━━━━━ SOURCE TEXT

[bookshare-discuss] Re: [Scifi] Next Meeting of the Science Fiction Club, Thursday, May 9, 2013

  • From: Lelia Struve <leliastruve@xxxxxxxxxxxx>
  • To: Evan Reese <mentat1@xxxxxxxxxxxxxx>
  • Date: Thu, 9 May 2013 07:35:50 -0600

Hi there, this was a good book, hope to see you there for some great discussion.

Sent from my iPhone

On Apr 15, 2013, at 12:01 PM, "Evan Reese" <mentat1@xxxxxxxxxxxxxx> wrote:

> Hello Folks,
>  
> We had a larger, more normal turnout at our most recent meeting, with most of 
> us liking our book, The Uplift War by David Brin, pretty well. For our next 
> read, we return to Earth in the 22nd century for a tale of conspiracy in 
> Counting Heads by David Marusek.
>  
> The next meeting of the Science Fiction club will be on Thursday, May 9, 2013.

━━━━━━━━━━
━━━━━ SUPPLIED MATERIAL

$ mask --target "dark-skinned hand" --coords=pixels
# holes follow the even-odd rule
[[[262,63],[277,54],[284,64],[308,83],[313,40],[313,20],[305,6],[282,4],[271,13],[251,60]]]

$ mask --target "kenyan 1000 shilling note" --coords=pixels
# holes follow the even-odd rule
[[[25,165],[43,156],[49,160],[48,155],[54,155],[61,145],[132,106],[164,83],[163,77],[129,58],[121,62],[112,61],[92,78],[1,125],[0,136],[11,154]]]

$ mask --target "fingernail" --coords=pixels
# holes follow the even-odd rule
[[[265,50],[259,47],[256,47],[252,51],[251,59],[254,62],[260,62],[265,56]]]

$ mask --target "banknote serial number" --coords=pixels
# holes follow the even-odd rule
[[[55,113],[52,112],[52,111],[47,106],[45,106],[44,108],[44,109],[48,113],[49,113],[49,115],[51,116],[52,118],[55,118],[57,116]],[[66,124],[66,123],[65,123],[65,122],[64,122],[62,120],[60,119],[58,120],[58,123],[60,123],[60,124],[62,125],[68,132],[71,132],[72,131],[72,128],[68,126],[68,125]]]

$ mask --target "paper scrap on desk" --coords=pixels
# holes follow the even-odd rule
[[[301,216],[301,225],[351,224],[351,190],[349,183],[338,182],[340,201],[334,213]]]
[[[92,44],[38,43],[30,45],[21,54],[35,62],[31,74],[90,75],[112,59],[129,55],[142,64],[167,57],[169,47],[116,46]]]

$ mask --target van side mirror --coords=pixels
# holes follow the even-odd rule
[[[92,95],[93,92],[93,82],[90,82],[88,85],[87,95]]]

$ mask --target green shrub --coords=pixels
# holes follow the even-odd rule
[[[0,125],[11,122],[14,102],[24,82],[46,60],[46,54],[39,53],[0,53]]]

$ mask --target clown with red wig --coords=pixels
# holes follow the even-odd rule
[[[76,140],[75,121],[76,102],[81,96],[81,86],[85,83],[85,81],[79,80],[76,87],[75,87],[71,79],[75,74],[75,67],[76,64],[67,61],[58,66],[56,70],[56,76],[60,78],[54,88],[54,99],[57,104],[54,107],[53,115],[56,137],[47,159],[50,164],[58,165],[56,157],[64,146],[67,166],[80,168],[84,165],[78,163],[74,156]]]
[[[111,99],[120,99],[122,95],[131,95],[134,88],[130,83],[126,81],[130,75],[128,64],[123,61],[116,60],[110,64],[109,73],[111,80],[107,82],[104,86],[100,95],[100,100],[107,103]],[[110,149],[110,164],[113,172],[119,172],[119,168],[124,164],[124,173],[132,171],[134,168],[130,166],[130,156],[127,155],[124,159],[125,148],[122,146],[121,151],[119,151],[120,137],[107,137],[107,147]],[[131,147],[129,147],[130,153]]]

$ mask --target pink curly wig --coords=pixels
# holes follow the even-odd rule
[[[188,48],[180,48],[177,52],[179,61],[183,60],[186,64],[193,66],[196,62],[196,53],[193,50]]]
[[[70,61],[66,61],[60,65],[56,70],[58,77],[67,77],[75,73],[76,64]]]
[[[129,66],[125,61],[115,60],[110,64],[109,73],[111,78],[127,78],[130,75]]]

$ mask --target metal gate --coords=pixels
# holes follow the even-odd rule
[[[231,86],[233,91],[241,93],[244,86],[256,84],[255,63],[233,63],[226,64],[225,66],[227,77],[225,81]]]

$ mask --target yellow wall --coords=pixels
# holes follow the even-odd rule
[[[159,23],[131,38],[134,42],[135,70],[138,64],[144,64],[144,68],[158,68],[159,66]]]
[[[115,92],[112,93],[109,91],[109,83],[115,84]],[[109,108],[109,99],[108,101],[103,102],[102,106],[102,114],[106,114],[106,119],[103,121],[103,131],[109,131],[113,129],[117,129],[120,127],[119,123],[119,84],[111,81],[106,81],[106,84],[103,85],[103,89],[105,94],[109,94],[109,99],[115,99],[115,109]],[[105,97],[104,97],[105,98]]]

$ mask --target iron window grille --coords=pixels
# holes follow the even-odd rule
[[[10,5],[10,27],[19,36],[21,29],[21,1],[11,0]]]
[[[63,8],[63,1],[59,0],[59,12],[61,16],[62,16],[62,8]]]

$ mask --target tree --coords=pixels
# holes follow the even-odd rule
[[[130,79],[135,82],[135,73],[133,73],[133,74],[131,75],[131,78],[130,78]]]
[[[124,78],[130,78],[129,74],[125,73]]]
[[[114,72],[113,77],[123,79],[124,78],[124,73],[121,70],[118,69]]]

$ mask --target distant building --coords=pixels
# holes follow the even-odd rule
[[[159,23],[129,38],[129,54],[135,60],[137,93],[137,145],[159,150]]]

━━━━━━━━━━

WRITTEN REQUEST 1: In the science fiction club email, reproduce the part starting at "On Apr 15, 2013, at" and ending at "May 9, 2013.", substituting "23rd century" for "22nd century".
WRITTEN REQUEST 2: Continue the science fiction club email from the point where it stops.

RESPONSE 1:
On Apr 15, 2013, at 12:01 PM, "Evan Reese" <mentat1@xxxxxxxxxxxxxx> wrote:

> Hello Folks,
>  
> We had a larger, more normal turnout at our most recent meeting, with most of 
> us liking our book, The Uplift War by David Brin, pretty well. For our next 
> read, we return to Earth in the 23rd century for a tale of conspiracy in 
> Counting Heads by David Marusek.
>  
> The next meeting of the Science Fiction club will be on Thursday, May 9, 2013.

RESPONSE 2:
>  
> Place, Book Nook at:
>  
> http://conference321.com/masteradmin/room.asp?id=rs7867a2369e0e
>  
> Time: 9 PM Eastern, 8m PM Central, 7 PM Mountain, 6 PM Pacific, and 01:00 UTC.
>  
> Our book, Counting Heads, is available as a digital download from BARD at:
>  
> http://hdl.loc.gov/loc.nls/db.71708
>  
> Here's the NLS synopsis:
>  
> Technology brings about a new society on Earth.
> After outcast Samson Harger's politically powerful wife
> Eleanor and their daughter are killed in a plane crash, his
> daughter's cryogenically frozen head goes missing. He soon
> discovers he is not the only one searching for it.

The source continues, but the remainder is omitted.